In recent years, consumers have begun to expect more from retailers in regard to environmental and social support. They are keeping track of green initiatives, actions taken to uplift the community and employees, and are making more of an effort to shop at stores that align with their beliefs. According to our recent proprietary survey of 1,920 consumers fielded in late May and early June of 2020, more than 2 in 5 American adults agree that finding a retailer whose values align with their own is critical to choosing where they shop. This has been especially evident lately as social media users have been calling to boycott companies. Many corporations are aware of heightened consumer demands and have thus started marketing their green practices and charitable donations. In a blog from early June, ACTION REQUIRED, we discussed several retailers’ responses or lack thereof to the Black Lives Matter Movement and consumers perceptions of them. Unfortunately, some companies do not practice what they preach or are participating in greenwashing, a practice in which companies use green marketing to deceive the customer. How then can a consumer trust that a company is actually environmentally and socially conscious? Luckily, there are a variety of certifications that validate these claims including the prominent Benefit Corporation (B Corp) Certification.

A Certified B Corp is a for profit company that has met the difficult standards of social and environmental performance, accountability, and transparency according to the nonprofit, B Lab. To become certified, the company must undergo a rigorous process in which they are evaluated on their impact on their workers, community, customers, and the environment. They must also provide documentation to support these claims and recertify every 3 years.

Our research indicates that people want to shop at stores that are socially and environmentally responsible, but have not yet connected those ideas to B Corps. In our survey, 64% agreed that brands have a responsibility to serve the local communities they operate in; when taking the B Impact Assessment, companies are evaluated on their contribution to the economic and social well-being of the communities they operate in by answering questions on diversity and inclusion, job creation, civic engagement and philanthropy, supply chain management, and more. Additionally, 62% of respondents agreed that retailers need to address the negative impact they have on the planet; Certified B Corps are evaluated on how they manage their environmental impact in areas such as climate, water use and sustainability, and impacts on land and life. Lastly, 74% agreed that retailers should ensure a positive and safe working environment for all qualified people regardless of age or disability, gender, race, religion, or sexual orientation; the B Impact Assessment evaluates companies based on how well they treat their employees, including their compensation practices, benefits, training, worker ownership and work environment. Despite the connections between stated consumer desires and Certified B Corps, only 54% of consumers indicated that attaining certification made a brand more appealing in their eyes.  However, some cohorts demonstrated greater receptivity toward B corps certification, such as those who identify as women, those living on the West Coast, urban residents, and those with a college or advanced degree. And, strikingly, 64% of younger consumers ages 18-24 felt that B corps certification made a retail brand more appealing.

[Provided information]
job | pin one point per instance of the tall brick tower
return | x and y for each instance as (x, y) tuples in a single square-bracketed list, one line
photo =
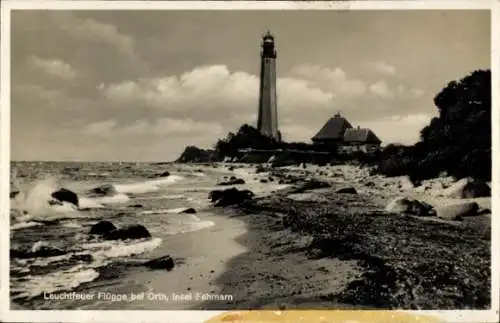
[(267, 122)]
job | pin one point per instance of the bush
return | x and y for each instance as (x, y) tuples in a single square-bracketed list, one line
[(457, 141)]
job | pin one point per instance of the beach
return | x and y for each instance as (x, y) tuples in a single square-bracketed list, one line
[(296, 244)]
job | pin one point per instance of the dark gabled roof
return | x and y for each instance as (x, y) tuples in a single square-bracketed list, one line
[(361, 135), (333, 128)]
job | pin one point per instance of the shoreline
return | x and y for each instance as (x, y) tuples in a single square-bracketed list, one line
[(309, 247)]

[Parts of the exercise]
1 > According to the B Corp passage, how often must a Certified B Corp recertify?
2 > Reproduce everything in the B Corp passage from "A Certified B" down to "every 3 years.", word for word.
The rows have no connection to the B Corp passage.

[Answer section]
1 > Every 3 years.

2 >
A Certified B Corp is a for profit company that has met the difficult standards of social and environmental performance, accountability, and transparency according to the nonprofit, B Lab. To become certified, the company must undergo a rigorous process in which they are evaluated on their impact on their workers, community, customers, and the environment. They must also provide documentation to support these claims and recertify every 3 years.